Stated task. Please format every line of the entries below as a JSON list of strings, one string per line, leaving out blank lines.
----------------
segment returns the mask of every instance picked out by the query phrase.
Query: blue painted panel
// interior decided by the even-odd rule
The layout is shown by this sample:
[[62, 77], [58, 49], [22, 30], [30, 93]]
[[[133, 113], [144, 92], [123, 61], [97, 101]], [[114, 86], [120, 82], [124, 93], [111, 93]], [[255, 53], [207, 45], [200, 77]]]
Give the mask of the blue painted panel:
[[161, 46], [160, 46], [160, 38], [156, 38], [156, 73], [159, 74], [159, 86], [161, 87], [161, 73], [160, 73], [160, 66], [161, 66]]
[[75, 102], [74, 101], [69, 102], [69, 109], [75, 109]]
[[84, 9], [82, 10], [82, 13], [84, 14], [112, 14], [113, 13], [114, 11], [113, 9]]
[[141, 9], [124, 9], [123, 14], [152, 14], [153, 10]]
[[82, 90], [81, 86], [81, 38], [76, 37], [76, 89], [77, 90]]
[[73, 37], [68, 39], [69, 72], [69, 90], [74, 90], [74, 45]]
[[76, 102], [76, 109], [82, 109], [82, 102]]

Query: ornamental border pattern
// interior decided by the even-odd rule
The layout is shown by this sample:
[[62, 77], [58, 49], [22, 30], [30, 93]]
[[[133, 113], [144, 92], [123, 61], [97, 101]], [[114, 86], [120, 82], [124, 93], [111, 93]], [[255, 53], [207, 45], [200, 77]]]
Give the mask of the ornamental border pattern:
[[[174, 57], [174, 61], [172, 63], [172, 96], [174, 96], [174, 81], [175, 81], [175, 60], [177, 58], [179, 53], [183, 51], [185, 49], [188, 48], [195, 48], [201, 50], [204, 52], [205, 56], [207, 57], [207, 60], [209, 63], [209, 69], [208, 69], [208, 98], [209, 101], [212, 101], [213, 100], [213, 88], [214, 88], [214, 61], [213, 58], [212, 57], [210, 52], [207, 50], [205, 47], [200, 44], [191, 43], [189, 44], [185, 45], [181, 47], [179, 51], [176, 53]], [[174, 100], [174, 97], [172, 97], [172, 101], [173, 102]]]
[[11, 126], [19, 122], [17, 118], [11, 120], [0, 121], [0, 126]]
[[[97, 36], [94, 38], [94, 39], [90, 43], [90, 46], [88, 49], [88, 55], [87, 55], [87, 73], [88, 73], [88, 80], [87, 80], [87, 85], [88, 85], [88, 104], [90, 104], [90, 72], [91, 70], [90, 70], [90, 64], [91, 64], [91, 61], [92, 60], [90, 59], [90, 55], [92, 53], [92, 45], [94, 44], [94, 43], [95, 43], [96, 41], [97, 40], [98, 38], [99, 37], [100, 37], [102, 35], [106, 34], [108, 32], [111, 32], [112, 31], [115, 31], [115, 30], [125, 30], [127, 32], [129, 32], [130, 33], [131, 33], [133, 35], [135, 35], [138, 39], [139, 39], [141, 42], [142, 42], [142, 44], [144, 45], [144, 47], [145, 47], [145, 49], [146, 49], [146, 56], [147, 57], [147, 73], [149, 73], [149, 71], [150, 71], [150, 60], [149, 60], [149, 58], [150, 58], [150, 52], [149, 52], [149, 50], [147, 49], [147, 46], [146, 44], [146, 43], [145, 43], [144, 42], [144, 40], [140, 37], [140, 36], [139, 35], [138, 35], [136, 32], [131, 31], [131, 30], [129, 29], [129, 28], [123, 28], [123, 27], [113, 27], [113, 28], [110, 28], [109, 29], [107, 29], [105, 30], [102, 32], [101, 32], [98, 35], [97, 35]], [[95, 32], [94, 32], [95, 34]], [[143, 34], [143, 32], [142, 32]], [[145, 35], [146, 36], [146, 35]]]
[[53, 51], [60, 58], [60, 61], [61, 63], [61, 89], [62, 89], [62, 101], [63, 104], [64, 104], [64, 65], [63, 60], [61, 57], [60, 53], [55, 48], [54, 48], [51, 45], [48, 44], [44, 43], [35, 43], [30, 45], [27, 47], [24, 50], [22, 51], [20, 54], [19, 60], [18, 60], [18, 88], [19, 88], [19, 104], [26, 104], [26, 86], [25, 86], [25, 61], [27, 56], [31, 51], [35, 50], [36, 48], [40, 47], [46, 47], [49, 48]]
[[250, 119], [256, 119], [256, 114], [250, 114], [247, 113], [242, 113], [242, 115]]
----------------
Solved exercise.
[
  "segment returns the mask of every instance picked out by the query phrase.",
  "Query: blue painted panel",
  "// interior decided by the even-odd rule",
  "The layout is shown by this sample:",
  "[[62, 77], [58, 49], [22, 30], [30, 93]]",
  "[[[133, 113], [144, 92], [123, 61], [97, 101]], [[114, 86], [120, 82], [124, 93], [111, 93]], [[255, 53], [207, 45], [200, 77]]]",
  "Give the mask of the blue painted panel:",
  "[[161, 46], [160, 46], [160, 38], [156, 38], [156, 73], [159, 74], [159, 86], [161, 87], [161, 73], [160, 73], [160, 66], [161, 66]]",
  "[[75, 102], [74, 101], [69, 102], [69, 109], [75, 109]]",
  "[[84, 9], [82, 10], [82, 13], [84, 14], [112, 14], [113, 13], [114, 11], [113, 9]]",
  "[[141, 9], [124, 9], [123, 14], [152, 14], [153, 10]]",
  "[[82, 90], [81, 86], [81, 38], [76, 37], [76, 89], [77, 90]]",
  "[[73, 37], [68, 39], [69, 72], [69, 90], [74, 90], [74, 45]]",
  "[[76, 102], [76, 109], [82, 109], [82, 102]]",
  "Query: ornamental border pattern",
  "// interior decided by the even-odd rule",
  "The layout is shown by this sample:",
  "[[62, 77], [58, 49], [22, 30], [30, 93]]",
  "[[[133, 113], [144, 92], [123, 61], [97, 101]], [[114, 86], [120, 82], [124, 93], [111, 93]], [[255, 53], [207, 45], [200, 77]]]",
  "Give the mask of the ornamental border pattern:",
  "[[[174, 57], [174, 61], [172, 63], [172, 96], [174, 96], [174, 81], [175, 81], [175, 60], [177, 58], [179, 53], [183, 51], [185, 49], [188, 48], [195, 48], [201, 50], [204, 52], [205, 56], [207, 57], [207, 60], [209, 63], [209, 69], [208, 69], [208, 98], [209, 101], [212, 101], [213, 100], [213, 88], [214, 88], [214, 61], [213, 58], [212, 57], [210, 52], [207, 50], [205, 47], [200, 44], [191, 43], [189, 44], [185, 45], [181, 47], [179, 51], [176, 53]], [[174, 100], [174, 97], [172, 97], [172, 101], [173, 102]]]",
  "[[11, 126], [19, 122], [17, 118], [11, 120], [0, 121], [0, 126]]",
  "[[[97, 36], [94, 38], [94, 39], [90, 43], [90, 46], [88, 49], [88, 55], [87, 55], [87, 73], [88, 73], [88, 80], [87, 80], [87, 85], [88, 85], [88, 104], [90, 104], [90, 72], [91, 70], [90, 70], [90, 64], [91, 64], [91, 61], [92, 60], [90, 59], [90, 55], [92, 53], [92, 45], [94, 44], [94, 43], [95, 43], [96, 41], [97, 40], [98, 38], [99, 37], [100, 37], [102, 35], [106, 34], [108, 32], [111, 32], [112, 31], [115, 31], [115, 30], [125, 30], [127, 32], [129, 32], [130, 33], [131, 33], [133, 35], [135, 35], [138, 39], [139, 39], [141, 42], [142, 42], [142, 44], [144, 45], [144, 47], [145, 47], [145, 49], [146, 49], [146, 56], [147, 57], [147, 73], [149, 73], [149, 71], [150, 71], [150, 60], [149, 60], [149, 58], [150, 58], [150, 52], [149, 52], [149, 50], [147, 49], [147, 46], [146, 44], [146, 43], [145, 43], [144, 42], [144, 40], [140, 37], [140, 36], [139, 35], [138, 35], [136, 32], [131, 31], [131, 30], [129, 29], [129, 28], [123, 28], [123, 27], [113, 27], [113, 28], [110, 28], [109, 29], [107, 29], [105, 30], [102, 32], [101, 32], [98, 35], [97, 35]], [[95, 32], [94, 32], [95, 34]], [[143, 34], [143, 32], [142, 32]], [[145, 35], [146, 36], [146, 35]]]",
  "[[53, 51], [60, 58], [60, 61], [61, 63], [61, 89], [62, 89], [62, 101], [63, 104], [64, 104], [64, 65], [63, 60], [61, 57], [60, 53], [55, 48], [54, 48], [51, 45], [48, 44], [44, 43], [35, 43], [30, 45], [27, 47], [24, 50], [22, 51], [20, 54], [19, 60], [18, 60], [18, 88], [19, 88], [19, 104], [26, 104], [26, 86], [25, 86], [25, 61], [27, 56], [31, 51], [35, 50], [36, 48], [40, 47], [46, 47], [49, 48]]",
  "[[250, 119], [256, 119], [256, 114], [250, 114], [247, 113], [242, 113], [242, 115]]"
]